◆ Text block:
-*-*-
The call came at 3 am, waking Ms. J from a sound sleep. She groggily reached for her glasses on the bedside table, grabbed the phone, and quietly slipped out of the bedroom in order to leave her husband undisturbed.

This was the part of her job Ms. J, 42, liked least. As a nurse practitioner in an orthopedic clinic, she took her share of nights on call. Over the years, she found that patients could become anxious in the wee hours. Sometimes, they just needed reassurance, not medical treatment. 

“Yes?” she said, in a scratchy voice.

“Ms. J, this is Barbara from your service. We’ve got a Mrs. M on the line. She says that she’s nauseous and vomiting and feels very ill.”

Ms. J told Barbara to put the call through.

“I’m very queasy and faint,” Mrs. M murmured, “and I threw up earlier.”

“Are you currently on any medications?”
-*-*-
◆ Dataset records:

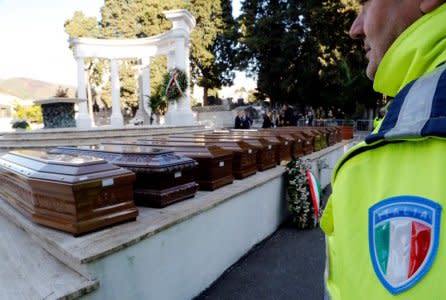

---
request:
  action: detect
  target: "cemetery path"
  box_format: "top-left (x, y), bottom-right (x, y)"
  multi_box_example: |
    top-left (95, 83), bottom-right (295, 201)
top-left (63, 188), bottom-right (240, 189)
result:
top-left (195, 189), bottom-right (330, 300)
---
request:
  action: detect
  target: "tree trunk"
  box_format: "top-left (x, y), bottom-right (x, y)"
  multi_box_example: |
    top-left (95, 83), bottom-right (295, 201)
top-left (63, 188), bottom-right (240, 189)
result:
top-left (203, 87), bottom-right (209, 106)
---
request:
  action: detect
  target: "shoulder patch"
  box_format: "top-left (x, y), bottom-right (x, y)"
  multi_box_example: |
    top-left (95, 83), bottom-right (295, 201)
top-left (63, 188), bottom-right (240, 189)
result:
top-left (369, 196), bottom-right (441, 294)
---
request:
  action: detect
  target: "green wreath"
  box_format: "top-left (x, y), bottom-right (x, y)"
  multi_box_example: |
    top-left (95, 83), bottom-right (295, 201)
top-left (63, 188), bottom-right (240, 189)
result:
top-left (286, 159), bottom-right (322, 229)
top-left (163, 68), bottom-right (188, 101)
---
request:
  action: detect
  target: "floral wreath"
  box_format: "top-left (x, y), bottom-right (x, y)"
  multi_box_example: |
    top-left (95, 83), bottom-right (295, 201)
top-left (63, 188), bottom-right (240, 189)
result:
top-left (286, 159), bottom-right (322, 229)
top-left (162, 68), bottom-right (188, 101)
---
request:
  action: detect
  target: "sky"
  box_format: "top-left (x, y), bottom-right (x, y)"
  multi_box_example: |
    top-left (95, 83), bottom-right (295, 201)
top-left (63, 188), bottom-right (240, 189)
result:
top-left (0, 0), bottom-right (252, 86)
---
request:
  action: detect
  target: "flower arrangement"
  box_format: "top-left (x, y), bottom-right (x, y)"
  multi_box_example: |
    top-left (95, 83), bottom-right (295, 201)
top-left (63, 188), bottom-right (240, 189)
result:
top-left (163, 68), bottom-right (188, 101)
top-left (11, 120), bottom-right (30, 129)
top-left (54, 86), bottom-right (68, 98)
top-left (286, 159), bottom-right (321, 229)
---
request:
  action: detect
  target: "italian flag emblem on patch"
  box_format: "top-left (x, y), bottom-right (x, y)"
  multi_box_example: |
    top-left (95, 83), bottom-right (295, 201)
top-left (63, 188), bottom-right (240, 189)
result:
top-left (369, 196), bottom-right (441, 294)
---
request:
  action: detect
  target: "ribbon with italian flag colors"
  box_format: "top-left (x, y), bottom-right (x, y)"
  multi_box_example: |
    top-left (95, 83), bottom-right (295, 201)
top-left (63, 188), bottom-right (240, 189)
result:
top-left (305, 171), bottom-right (321, 223)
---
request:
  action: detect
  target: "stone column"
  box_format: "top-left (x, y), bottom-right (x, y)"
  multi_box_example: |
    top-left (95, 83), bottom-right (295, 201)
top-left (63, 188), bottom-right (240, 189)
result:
top-left (110, 59), bottom-right (124, 127)
top-left (134, 58), bottom-right (152, 125)
top-left (162, 37), bottom-right (195, 125)
top-left (76, 57), bottom-right (92, 128)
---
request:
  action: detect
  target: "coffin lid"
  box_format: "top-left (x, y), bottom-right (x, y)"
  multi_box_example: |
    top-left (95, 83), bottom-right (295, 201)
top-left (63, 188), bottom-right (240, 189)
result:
top-left (135, 136), bottom-right (254, 152)
top-left (51, 143), bottom-right (197, 173)
top-left (0, 149), bottom-right (133, 183)
top-left (103, 141), bottom-right (232, 159)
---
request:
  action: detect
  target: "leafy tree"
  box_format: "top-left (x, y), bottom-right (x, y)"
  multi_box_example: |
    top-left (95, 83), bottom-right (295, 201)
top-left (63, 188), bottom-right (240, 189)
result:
top-left (14, 103), bottom-right (43, 123)
top-left (188, 0), bottom-right (237, 105)
top-left (238, 0), bottom-right (376, 117)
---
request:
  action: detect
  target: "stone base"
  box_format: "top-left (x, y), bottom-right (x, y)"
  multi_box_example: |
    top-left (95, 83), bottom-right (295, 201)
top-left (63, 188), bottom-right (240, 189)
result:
top-left (165, 110), bottom-right (196, 126)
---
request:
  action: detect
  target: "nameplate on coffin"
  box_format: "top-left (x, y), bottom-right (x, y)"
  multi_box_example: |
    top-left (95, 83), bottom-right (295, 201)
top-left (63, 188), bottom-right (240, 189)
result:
top-left (0, 150), bottom-right (138, 235)
top-left (51, 144), bottom-right (198, 207)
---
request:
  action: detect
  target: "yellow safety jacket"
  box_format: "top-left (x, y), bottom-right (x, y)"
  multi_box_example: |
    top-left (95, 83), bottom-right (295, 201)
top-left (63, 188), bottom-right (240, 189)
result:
top-left (321, 4), bottom-right (446, 300)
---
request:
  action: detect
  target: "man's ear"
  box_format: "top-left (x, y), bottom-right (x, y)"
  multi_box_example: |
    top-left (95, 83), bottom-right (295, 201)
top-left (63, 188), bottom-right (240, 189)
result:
top-left (420, 0), bottom-right (445, 14)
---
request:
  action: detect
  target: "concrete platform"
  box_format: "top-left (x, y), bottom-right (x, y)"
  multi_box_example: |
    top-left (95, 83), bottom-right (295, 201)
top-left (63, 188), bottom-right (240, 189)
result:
top-left (0, 212), bottom-right (99, 299)
top-left (0, 141), bottom-right (350, 299)
top-left (0, 125), bottom-right (205, 152)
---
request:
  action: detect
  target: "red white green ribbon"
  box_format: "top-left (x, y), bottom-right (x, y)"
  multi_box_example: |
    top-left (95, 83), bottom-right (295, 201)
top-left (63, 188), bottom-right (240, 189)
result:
top-left (166, 71), bottom-right (184, 97)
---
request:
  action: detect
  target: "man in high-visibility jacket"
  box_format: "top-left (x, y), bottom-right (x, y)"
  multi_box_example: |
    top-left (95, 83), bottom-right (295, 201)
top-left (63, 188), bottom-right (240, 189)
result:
top-left (373, 107), bottom-right (386, 129)
top-left (321, 0), bottom-right (446, 300)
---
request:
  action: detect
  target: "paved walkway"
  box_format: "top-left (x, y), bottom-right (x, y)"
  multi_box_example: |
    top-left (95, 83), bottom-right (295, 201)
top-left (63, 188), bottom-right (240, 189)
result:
top-left (195, 189), bottom-right (330, 300)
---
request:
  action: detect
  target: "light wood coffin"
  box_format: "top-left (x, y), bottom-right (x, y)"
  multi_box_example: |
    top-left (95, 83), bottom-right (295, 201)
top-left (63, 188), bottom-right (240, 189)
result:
top-left (260, 128), bottom-right (305, 158)
top-left (103, 141), bottom-right (234, 191)
top-left (138, 136), bottom-right (257, 179)
top-left (275, 126), bottom-right (315, 154)
top-left (51, 145), bottom-right (198, 207)
top-left (226, 129), bottom-right (294, 164)
top-left (0, 150), bottom-right (138, 235)
top-left (169, 133), bottom-right (277, 171)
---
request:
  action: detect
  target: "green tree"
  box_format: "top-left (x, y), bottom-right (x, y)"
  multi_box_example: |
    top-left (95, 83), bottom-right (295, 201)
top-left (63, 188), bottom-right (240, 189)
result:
top-left (239, 0), bottom-right (376, 117)
top-left (188, 0), bottom-right (237, 105)
top-left (14, 103), bottom-right (43, 123)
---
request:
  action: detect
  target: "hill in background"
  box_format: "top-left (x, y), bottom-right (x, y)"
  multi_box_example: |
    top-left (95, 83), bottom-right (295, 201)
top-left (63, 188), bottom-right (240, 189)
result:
top-left (0, 78), bottom-right (76, 99)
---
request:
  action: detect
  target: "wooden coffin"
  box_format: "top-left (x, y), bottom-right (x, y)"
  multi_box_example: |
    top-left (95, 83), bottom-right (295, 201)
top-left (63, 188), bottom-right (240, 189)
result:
top-left (0, 150), bottom-right (138, 236)
top-left (169, 134), bottom-right (277, 171)
top-left (103, 141), bottom-right (234, 191)
top-left (51, 145), bottom-right (198, 207)
top-left (303, 127), bottom-right (328, 151)
top-left (299, 128), bottom-right (322, 151)
top-left (321, 127), bottom-right (336, 146)
top-left (220, 129), bottom-right (294, 164)
top-left (132, 137), bottom-right (257, 179)
top-left (260, 128), bottom-right (305, 158)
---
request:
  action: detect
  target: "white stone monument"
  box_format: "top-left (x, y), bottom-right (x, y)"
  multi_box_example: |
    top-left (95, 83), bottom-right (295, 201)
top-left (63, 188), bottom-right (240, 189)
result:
top-left (69, 9), bottom-right (195, 128)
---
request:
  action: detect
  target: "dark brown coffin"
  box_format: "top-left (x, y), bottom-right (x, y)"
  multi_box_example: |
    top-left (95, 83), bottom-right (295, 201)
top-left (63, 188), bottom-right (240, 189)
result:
top-left (0, 150), bottom-right (138, 235)
top-left (225, 129), bottom-right (294, 164)
top-left (51, 145), bottom-right (198, 207)
top-left (302, 127), bottom-right (327, 151)
top-left (103, 141), bottom-right (234, 191)
top-left (132, 137), bottom-right (257, 179)
top-left (169, 134), bottom-right (277, 171)
top-left (268, 126), bottom-right (315, 154)
top-left (260, 128), bottom-right (305, 158)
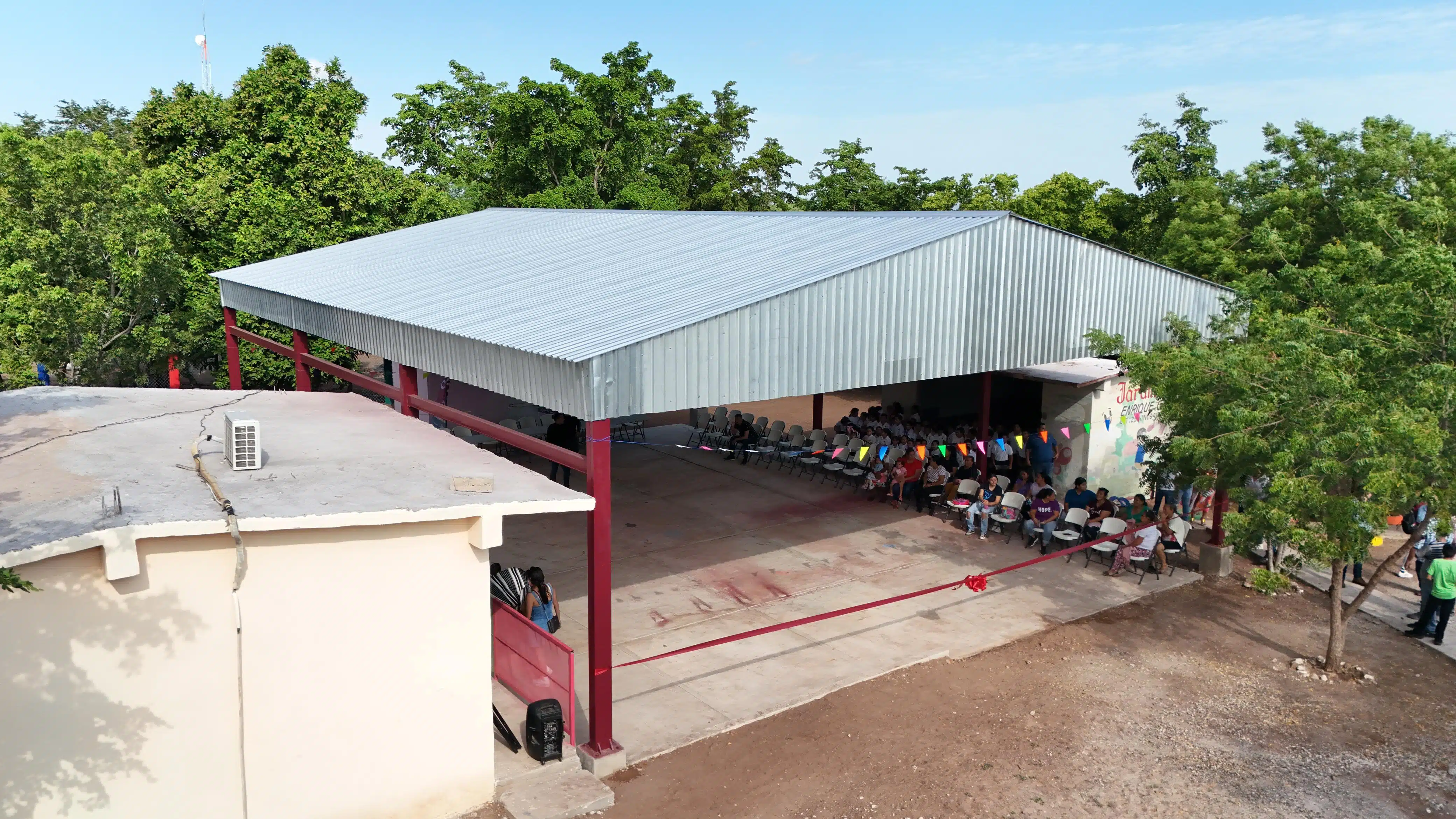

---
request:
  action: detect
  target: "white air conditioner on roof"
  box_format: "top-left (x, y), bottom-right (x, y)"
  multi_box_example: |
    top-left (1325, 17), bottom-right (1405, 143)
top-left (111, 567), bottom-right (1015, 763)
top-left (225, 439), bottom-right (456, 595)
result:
-*-*-
◆ Problem 1: In the story about Ms. J's night call, what is her job?
◆ Problem 2: Decide whether each statement agrees with the story about Ms. J's night call: (a) Ms. J is 42 years old; (b) the call came at midnight; (c) Barbara is the patient who is feeling ill.
◆ Problem 3: Please carry on the story about Ms. J's night call, picking up after its final line.

◆ Answer area 1: She is a nurse practitioner in an orthopedic clinic.

◆ Answer area 2:
(a) Yes: "Ms. J, 42".
(b) No: "The call came at 3 am".
(c) No: "this is Barbara from your service".

◆ Answer area 3:
“Yes,” the patient replied. “After my back surgery last week, the doctor gave me the pain patch —I’m supposed to put two on every 72 hours.”

“Did your physician prescribe any other medication for you?”

“Yes. He gave me something called Zofran (ondansetron) in case I felt nauseous from the pain medication,” she said, weakly.

“Okay,” said Ms. J. “It’s not uncommon to feel queasy from a fentanyl patch. Just take your anti-nausea medication as prescribed and go back to bed. I’m sure you’ll feel better in the morning. If you don’t, be sure to call the office.”

Ms. J then returned to bed. Across town, however, things were getting worse.